Saved entries:
=-=-=

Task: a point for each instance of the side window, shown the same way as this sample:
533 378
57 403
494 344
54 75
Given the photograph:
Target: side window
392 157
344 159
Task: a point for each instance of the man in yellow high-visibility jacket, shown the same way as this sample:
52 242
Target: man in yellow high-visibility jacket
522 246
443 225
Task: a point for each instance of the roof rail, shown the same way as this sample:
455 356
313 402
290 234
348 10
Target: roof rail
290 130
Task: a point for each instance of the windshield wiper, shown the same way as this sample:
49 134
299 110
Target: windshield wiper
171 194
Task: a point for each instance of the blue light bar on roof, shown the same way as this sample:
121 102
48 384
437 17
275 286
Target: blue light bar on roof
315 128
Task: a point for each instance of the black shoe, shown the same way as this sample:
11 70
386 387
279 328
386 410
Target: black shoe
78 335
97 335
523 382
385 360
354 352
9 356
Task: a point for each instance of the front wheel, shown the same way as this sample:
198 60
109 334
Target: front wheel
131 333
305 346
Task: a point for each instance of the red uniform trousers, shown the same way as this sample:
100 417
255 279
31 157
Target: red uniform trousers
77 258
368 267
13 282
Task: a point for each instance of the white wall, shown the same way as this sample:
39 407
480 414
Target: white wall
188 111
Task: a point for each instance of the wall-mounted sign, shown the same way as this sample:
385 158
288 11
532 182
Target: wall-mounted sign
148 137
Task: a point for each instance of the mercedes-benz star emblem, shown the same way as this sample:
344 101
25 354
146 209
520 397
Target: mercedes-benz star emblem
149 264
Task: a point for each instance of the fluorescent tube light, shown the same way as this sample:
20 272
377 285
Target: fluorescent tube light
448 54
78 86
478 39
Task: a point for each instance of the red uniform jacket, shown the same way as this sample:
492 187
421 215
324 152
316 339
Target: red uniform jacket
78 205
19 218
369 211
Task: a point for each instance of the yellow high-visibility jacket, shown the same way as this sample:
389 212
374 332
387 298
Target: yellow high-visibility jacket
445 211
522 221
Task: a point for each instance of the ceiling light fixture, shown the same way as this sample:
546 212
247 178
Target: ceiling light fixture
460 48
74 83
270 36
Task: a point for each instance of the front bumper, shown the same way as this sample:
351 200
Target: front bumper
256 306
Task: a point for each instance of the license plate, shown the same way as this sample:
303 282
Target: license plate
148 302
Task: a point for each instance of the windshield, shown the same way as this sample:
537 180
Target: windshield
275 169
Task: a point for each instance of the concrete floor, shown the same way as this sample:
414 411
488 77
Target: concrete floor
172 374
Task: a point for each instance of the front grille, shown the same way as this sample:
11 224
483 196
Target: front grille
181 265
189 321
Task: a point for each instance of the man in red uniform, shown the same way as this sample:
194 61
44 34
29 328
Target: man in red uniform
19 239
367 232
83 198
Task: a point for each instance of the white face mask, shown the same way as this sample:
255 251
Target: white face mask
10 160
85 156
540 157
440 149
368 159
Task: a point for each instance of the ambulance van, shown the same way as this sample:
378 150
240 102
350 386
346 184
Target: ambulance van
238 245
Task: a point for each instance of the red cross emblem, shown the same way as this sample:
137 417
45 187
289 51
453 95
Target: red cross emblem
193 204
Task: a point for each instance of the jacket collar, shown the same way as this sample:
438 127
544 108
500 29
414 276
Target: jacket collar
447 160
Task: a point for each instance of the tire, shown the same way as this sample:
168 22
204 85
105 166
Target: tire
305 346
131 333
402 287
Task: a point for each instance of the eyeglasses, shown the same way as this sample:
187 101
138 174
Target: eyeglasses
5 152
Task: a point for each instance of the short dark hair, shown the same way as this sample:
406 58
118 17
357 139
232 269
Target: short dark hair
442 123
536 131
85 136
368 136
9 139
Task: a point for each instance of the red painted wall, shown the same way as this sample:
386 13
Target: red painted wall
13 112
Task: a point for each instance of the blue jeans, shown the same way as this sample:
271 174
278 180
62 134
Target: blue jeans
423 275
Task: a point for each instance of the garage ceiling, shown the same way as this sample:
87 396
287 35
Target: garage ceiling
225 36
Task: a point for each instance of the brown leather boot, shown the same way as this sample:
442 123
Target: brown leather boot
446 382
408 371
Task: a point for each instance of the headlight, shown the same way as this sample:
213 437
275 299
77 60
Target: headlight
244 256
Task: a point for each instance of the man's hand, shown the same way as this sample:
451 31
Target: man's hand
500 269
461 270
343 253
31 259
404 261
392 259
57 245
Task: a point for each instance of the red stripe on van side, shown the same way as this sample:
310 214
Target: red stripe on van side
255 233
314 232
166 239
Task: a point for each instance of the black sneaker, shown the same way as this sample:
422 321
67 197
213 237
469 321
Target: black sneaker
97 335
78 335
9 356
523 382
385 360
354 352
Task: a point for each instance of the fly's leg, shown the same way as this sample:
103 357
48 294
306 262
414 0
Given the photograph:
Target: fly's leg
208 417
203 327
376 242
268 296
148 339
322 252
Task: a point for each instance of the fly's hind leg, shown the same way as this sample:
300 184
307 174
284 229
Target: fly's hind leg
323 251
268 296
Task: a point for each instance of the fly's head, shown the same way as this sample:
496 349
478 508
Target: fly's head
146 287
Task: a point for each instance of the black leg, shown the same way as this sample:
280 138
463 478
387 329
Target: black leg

=-=-=

• [PROBLEM]: Type out the records again exactly, line for line.

• [COMPLETED TASK]:
Task: a point for each instance of the side window, shown the same way as this sample:
533 378
57 403
494 344
54 75
Given the photograph:
Target: side window
392 157
344 159
Task: a point for each instance of the man in yellow high-visibility jacket, shown the same way as this sample:
52 242
Target: man in yellow high-visibility jacket
522 246
443 225
Task: a point for each instance of the roof rail, shown the same way as this sample:
455 356
313 402
290 234
348 10
Target: roof rail
290 130
Task: a point for each instance of the windshield wiper, shown the same way as this sample:
49 134
299 110
Target: windshield wiper
171 194
Task: a point for each instance of the blue light bar on roof, shown the same way as this sample:
121 102
48 384
437 17
275 286
Target: blue light bar on roof
315 128
Task: a point for each instance of the black shoe, shown the same way as this sample:
11 70
386 387
279 328
386 410
Target: black shoe
78 335
97 335
523 382
385 360
354 352
9 356
Task: a point for each instance of the front wheel, shown the same way as this sample:
198 60
109 334
Target: front wheel
131 333
305 346
Task: a point for each instance of the red uniform trousers, shown the same way as this sample:
100 417
255 279
31 157
Target: red uniform trousers
77 258
368 267
13 282
Task: a point for each instance of the white wall, shown the same way as this sample:
39 407
480 414
Target: white wall
188 111
Task: a point for each instance of the wall-mounted sign, shown the same way as this sample:
385 158
288 11
532 182
Target: wall-mounted sign
148 137
Task: a point for each instance of the mercedes-benz star emblem, shown the same way as this sample:
344 101
25 354
146 209
520 397
Target: mercedes-benz star emblem
149 264
Task: a point for each instance of the fluorescent tube light, shown the same way as this sample:
20 272
377 285
Target: fluorescent tube light
448 54
78 86
478 39
Task: a point for each instance of the red uniform jacket, shown the same way as this sample:
492 187
421 215
324 152
316 339
Target: red uniform jacket
78 205
19 218
369 211
Task: a point for each instance of the yellow high-visibility jacket, shown the same way as this sample:
389 212
374 332
387 298
Target: yellow high-visibility jacket
445 211
522 221
Task: a point for each instance of the ceiling light fixture, shown the same way as this sample:
546 212
247 178
Target: ceiling light fixture
460 48
74 83
270 36
Task: a point for each instance of the front bumper, shown the same way as this sample:
351 200
Target: front bumper
256 306
Task: a point for each instance of the license plate, shown the same way as this sample:
303 282
Target: license plate
148 302
Task: a point for each instance of the windshield, shown the same way as this sample:
537 180
Target: windshield
275 169
Task: a point for each instance of the concrete floor, shown the same way as this sample:
414 411
488 77
Target: concrete floor
172 374
Task: a point for each instance of the front grille, shown the same way as this sample:
11 224
483 196
Target: front grille
181 265
189 321
Task: a point for each instance of the man in red uniform, shown the same way as this sample:
194 61
44 34
29 328
Target: man in red uniform
19 239
367 232
83 198
Task: a point for each instance of the white face mask, shown the same way as this sample:
255 251
Target: white face mask
10 160
85 156
540 157
440 149
368 159
Task: a point for each instance of the ambulance van, shown the same way as this sample:
378 150
240 102
350 386
346 184
Target: ambulance van
238 245
Task: a point for each instance of the red cross emblem, shown the same way as this sample:
137 417
45 187
289 51
453 95
Target: red cross emblem
193 204
Task: a point for each instance of the jacket collar, shown the same way as this sample:
438 127
544 108
500 29
414 276
Target: jacket collar
447 160
Task: a point for each instance of the tire, shown the same way as this sample:
168 22
204 85
105 166
Target: tire
305 346
131 333
402 287
Task: a point for each instance of the eyeglasses, shown the same way as this sample:
187 101
138 174
Target: eyeglasses
5 152
Task: a point for each instance of the short dark hair, shown the same way as this sample:
406 58
118 17
357 139
232 269
Target: short dark hair
442 123
536 131
85 136
368 136
9 139
Task: a point for each instance of the red painted wall, shown the same way as this sample:
386 13
Target: red painted wall
13 112
Task: a point for each instance of the blue jeans, shown the same way as this sample:
271 174
278 180
62 134
Target: blue jeans
423 275
Task: a point for each instance of the garage ceiling, shown the same way as this sample:
87 396
287 35
Target: garage ceiling
225 36
Task: a point for each instance of the brown leather boot, shown the same way as this sample:
442 123
Target: brown leather boot
446 382
408 371
Task: a point for each instance of the headlight, shown the same way as this sample:
213 437
275 299
77 60
Target: headlight
244 256
Task: a point for each instance of the man's hand, shown the same way as this sample:
451 31
Target: man's hand
500 269
461 270
343 253
31 259
404 261
392 259
57 245
Task: a point for each instance of the red stripe on van side, shown the same way as this sample:
310 214
Target: red stripe on van side
255 233
314 232
166 239
Task: a point for each instance of the black sneaker, shown the same way as this sample:
422 321
67 197
213 237
469 321
Target: black sneaker
97 335
78 335
9 356
523 382
385 360
354 352
Task: a point for each instance of the fly's leg, shown the same way as this sample:
103 357
48 294
306 262
414 0
Given the photograph:
Target: fly's leg
208 417
203 327
376 242
268 296
148 339
322 252
Task: a point for each instance of the fly's hind leg, shown the same way as this sample:
300 184
307 174
284 229
Target: fly's hind leg
323 251
268 296
Task: a point for each instance of the fly's head, shown the same way as this sample:
496 349
478 508
Target: fly's head
146 287
Task: a point for each instance of the black leg, shown the same way as this sample:
280 138
463 478
387 329
Target: black leg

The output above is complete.